--- THE RECORDS Enclosed Below ---

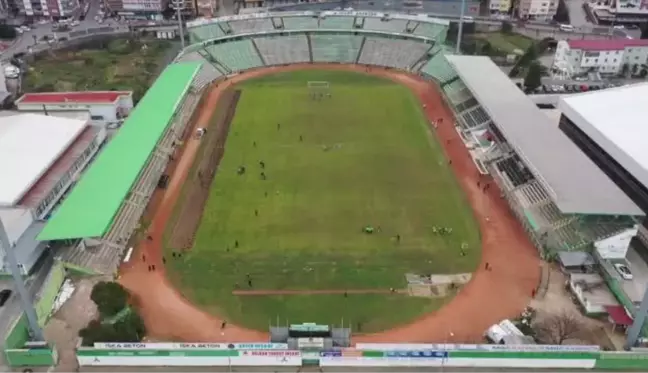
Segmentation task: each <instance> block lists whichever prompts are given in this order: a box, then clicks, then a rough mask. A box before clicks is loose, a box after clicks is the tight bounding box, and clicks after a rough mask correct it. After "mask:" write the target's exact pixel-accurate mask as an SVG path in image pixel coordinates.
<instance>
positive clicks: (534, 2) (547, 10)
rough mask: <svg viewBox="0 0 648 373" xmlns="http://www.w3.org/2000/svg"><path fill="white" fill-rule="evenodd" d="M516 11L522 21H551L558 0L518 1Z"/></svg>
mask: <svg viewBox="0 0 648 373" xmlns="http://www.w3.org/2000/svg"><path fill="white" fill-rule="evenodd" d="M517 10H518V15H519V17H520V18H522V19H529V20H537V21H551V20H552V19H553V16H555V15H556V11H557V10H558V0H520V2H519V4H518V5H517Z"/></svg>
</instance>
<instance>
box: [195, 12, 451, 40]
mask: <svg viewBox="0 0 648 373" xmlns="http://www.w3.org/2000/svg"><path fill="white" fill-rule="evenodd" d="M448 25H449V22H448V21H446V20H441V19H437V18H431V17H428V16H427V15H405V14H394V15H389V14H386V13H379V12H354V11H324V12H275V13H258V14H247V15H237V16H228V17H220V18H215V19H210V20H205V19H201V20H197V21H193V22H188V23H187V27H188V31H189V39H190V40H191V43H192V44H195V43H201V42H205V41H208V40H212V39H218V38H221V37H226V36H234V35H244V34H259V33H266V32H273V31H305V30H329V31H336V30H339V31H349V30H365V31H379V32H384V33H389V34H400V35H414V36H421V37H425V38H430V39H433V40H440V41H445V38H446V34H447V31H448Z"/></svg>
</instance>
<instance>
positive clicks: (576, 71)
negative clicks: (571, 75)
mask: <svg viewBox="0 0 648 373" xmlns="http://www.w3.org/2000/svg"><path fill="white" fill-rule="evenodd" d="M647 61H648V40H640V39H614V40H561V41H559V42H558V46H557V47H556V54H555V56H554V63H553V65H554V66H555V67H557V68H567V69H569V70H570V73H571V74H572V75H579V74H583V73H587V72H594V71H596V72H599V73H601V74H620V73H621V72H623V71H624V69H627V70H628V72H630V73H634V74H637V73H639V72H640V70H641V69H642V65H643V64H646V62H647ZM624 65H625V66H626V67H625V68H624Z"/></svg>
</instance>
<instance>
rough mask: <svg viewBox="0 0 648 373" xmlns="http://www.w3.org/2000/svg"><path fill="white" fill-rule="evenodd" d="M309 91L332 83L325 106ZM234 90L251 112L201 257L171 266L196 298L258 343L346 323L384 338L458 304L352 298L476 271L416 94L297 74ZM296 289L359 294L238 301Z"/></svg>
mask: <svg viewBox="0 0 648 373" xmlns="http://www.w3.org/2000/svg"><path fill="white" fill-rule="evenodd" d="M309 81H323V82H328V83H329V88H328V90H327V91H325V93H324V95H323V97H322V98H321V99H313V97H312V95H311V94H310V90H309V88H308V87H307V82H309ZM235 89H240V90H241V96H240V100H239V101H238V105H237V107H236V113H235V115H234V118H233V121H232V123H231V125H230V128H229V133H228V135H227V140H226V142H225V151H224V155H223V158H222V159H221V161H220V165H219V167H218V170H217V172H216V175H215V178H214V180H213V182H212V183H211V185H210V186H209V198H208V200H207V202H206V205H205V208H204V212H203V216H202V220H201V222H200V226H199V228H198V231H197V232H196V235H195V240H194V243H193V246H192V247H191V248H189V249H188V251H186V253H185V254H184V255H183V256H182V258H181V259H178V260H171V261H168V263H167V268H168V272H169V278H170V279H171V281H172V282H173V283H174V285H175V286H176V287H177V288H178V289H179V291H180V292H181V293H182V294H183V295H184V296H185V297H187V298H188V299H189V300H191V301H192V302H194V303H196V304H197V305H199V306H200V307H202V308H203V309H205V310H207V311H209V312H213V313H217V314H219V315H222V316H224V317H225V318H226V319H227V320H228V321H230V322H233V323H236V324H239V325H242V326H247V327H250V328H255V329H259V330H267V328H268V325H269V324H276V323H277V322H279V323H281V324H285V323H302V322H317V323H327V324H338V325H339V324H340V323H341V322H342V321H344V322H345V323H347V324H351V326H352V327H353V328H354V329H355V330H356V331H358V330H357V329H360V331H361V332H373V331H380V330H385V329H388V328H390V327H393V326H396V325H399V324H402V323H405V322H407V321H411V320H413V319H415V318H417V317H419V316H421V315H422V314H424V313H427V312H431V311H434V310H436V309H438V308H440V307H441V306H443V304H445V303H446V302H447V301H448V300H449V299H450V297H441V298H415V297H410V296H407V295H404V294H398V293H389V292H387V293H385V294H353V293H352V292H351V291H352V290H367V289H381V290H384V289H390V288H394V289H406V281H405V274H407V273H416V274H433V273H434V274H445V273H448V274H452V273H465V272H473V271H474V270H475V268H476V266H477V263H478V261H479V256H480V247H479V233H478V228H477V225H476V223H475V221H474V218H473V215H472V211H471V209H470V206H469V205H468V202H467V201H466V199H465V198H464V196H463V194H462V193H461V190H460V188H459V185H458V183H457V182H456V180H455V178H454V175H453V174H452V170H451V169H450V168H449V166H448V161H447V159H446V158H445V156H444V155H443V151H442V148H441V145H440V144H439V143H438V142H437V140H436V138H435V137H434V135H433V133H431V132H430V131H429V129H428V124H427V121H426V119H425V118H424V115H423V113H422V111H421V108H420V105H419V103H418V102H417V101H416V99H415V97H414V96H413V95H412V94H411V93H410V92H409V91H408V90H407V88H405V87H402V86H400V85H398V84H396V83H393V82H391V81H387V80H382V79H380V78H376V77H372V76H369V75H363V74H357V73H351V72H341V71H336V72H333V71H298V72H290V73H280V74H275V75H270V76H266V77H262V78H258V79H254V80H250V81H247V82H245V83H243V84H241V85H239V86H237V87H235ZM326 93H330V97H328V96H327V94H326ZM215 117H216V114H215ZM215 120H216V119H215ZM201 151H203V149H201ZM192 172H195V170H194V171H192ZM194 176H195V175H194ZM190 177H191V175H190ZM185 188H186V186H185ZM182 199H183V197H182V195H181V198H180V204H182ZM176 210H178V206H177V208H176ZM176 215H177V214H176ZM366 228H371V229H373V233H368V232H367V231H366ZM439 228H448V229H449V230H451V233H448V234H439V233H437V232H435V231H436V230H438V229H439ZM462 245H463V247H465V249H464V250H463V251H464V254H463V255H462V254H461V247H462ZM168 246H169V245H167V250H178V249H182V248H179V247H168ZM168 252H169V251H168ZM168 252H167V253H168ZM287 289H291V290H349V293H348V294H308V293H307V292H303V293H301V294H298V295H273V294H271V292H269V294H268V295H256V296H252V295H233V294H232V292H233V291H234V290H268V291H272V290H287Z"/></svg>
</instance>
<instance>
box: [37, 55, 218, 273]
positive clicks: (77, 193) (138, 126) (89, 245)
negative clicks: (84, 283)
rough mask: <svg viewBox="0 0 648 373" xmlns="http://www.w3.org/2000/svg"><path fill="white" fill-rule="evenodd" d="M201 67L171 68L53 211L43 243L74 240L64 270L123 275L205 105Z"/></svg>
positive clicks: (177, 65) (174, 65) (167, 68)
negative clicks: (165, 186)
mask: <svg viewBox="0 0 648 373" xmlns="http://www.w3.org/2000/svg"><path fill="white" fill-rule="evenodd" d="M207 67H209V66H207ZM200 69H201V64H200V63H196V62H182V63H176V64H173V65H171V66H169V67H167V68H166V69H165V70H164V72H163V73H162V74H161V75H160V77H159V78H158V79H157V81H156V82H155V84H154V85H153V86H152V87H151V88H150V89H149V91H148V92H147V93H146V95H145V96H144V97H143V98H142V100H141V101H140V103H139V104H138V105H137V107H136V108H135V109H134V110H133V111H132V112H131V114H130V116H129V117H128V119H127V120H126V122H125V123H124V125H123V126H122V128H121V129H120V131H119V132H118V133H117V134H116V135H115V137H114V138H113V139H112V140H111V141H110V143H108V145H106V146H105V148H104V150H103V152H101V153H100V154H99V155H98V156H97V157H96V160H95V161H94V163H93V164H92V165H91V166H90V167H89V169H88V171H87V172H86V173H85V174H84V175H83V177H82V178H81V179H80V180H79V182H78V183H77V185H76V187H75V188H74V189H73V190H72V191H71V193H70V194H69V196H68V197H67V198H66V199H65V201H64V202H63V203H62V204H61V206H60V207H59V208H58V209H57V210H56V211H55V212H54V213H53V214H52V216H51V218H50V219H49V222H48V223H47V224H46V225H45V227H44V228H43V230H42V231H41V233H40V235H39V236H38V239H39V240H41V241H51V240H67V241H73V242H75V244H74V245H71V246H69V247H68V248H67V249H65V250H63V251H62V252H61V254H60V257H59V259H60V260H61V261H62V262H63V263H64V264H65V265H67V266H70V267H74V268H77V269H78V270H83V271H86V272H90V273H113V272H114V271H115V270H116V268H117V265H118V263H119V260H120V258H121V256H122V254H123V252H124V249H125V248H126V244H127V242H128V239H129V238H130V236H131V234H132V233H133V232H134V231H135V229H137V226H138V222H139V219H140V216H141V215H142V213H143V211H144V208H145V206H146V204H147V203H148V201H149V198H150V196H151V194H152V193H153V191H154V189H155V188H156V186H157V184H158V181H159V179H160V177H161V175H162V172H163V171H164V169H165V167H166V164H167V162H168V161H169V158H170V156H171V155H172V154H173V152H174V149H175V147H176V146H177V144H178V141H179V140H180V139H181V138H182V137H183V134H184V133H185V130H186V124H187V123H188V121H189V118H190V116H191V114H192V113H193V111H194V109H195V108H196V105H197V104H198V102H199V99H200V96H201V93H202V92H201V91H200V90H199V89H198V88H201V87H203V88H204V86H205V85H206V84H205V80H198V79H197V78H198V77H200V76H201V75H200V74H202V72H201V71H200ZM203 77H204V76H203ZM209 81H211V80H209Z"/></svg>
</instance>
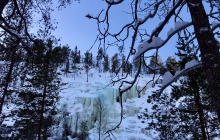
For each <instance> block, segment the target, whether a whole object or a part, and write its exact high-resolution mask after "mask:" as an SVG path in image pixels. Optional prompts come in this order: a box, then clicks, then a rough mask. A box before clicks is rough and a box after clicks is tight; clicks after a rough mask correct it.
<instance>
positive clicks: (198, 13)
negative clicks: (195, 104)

--- End of Enclosed THE RECORDS ---
--- THE RECORDS Enclosed Below ---

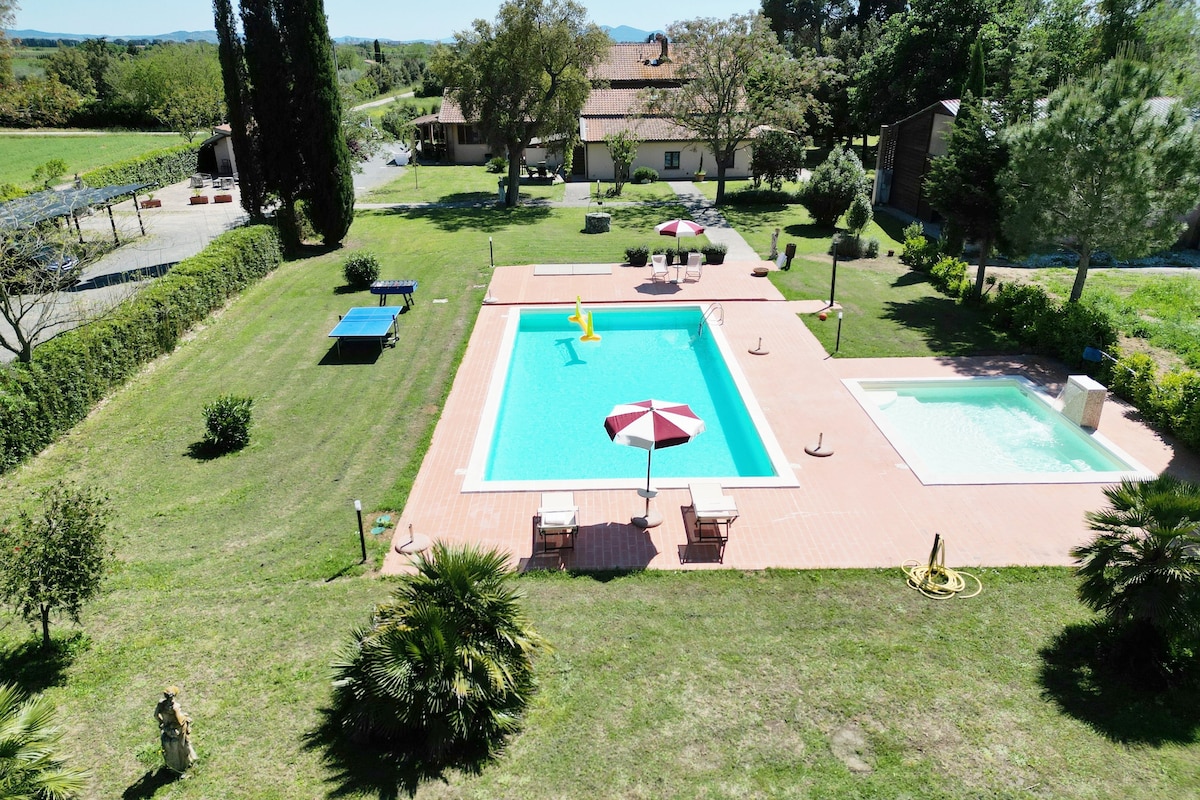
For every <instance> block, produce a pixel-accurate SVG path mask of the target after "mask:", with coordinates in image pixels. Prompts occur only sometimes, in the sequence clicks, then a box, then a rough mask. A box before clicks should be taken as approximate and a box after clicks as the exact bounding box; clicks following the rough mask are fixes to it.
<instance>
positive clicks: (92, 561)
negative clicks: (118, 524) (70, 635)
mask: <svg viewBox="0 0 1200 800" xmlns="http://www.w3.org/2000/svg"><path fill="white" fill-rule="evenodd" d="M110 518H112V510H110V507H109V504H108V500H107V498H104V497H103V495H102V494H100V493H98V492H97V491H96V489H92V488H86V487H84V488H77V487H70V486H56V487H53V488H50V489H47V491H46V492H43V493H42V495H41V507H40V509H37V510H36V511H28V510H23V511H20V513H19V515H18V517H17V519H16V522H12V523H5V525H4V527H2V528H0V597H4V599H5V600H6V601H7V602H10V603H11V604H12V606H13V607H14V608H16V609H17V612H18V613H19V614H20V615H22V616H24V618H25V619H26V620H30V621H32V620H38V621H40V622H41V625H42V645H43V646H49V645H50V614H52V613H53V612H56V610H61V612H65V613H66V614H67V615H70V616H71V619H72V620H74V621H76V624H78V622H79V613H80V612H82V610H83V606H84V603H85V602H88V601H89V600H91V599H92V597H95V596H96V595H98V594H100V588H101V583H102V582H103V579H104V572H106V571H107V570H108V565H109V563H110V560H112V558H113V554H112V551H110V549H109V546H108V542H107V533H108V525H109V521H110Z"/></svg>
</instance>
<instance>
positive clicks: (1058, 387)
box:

--- End of Enclosed THE RECORDS ---
--- THE RECORDS Enclosed Below ---

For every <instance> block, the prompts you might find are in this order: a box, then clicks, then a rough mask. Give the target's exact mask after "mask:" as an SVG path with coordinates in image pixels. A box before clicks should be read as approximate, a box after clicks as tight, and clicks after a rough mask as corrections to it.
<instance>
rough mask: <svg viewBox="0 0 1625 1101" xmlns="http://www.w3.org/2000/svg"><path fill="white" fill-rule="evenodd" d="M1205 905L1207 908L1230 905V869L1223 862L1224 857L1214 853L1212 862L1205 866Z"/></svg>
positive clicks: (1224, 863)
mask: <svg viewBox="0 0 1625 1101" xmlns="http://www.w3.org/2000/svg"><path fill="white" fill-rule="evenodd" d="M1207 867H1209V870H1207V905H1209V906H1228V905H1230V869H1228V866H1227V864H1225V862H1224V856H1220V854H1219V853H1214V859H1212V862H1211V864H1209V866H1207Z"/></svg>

--- End of Enclosed THE RECORDS ---

WHAT THE EXERCISE ASKS:
Among the lines above, return those that hold the word "should".

ANSWER TO THE PROBLEM:
For every <instance> block, produce a pixel-accurate SVG path mask of the target after "mask:", with coordinates in image pixels. Prompts occur only sometimes, in the sequence clicks, then a box, then a rough mask. A box before clicks should be taken as approximate and a box after clicks as the exact bounding box; clicks following the rough mask are fixes to it.
For every <instance> block, the prompts you might find are in this order: a box, then clicks, then a rough mask. Give the target's exact mask after "mask:" as an SVG path with coordinates in image pixels. A box before clicks should be read as approximate, a box after clicks as tight, and clicks after a rough mask as corrections to it.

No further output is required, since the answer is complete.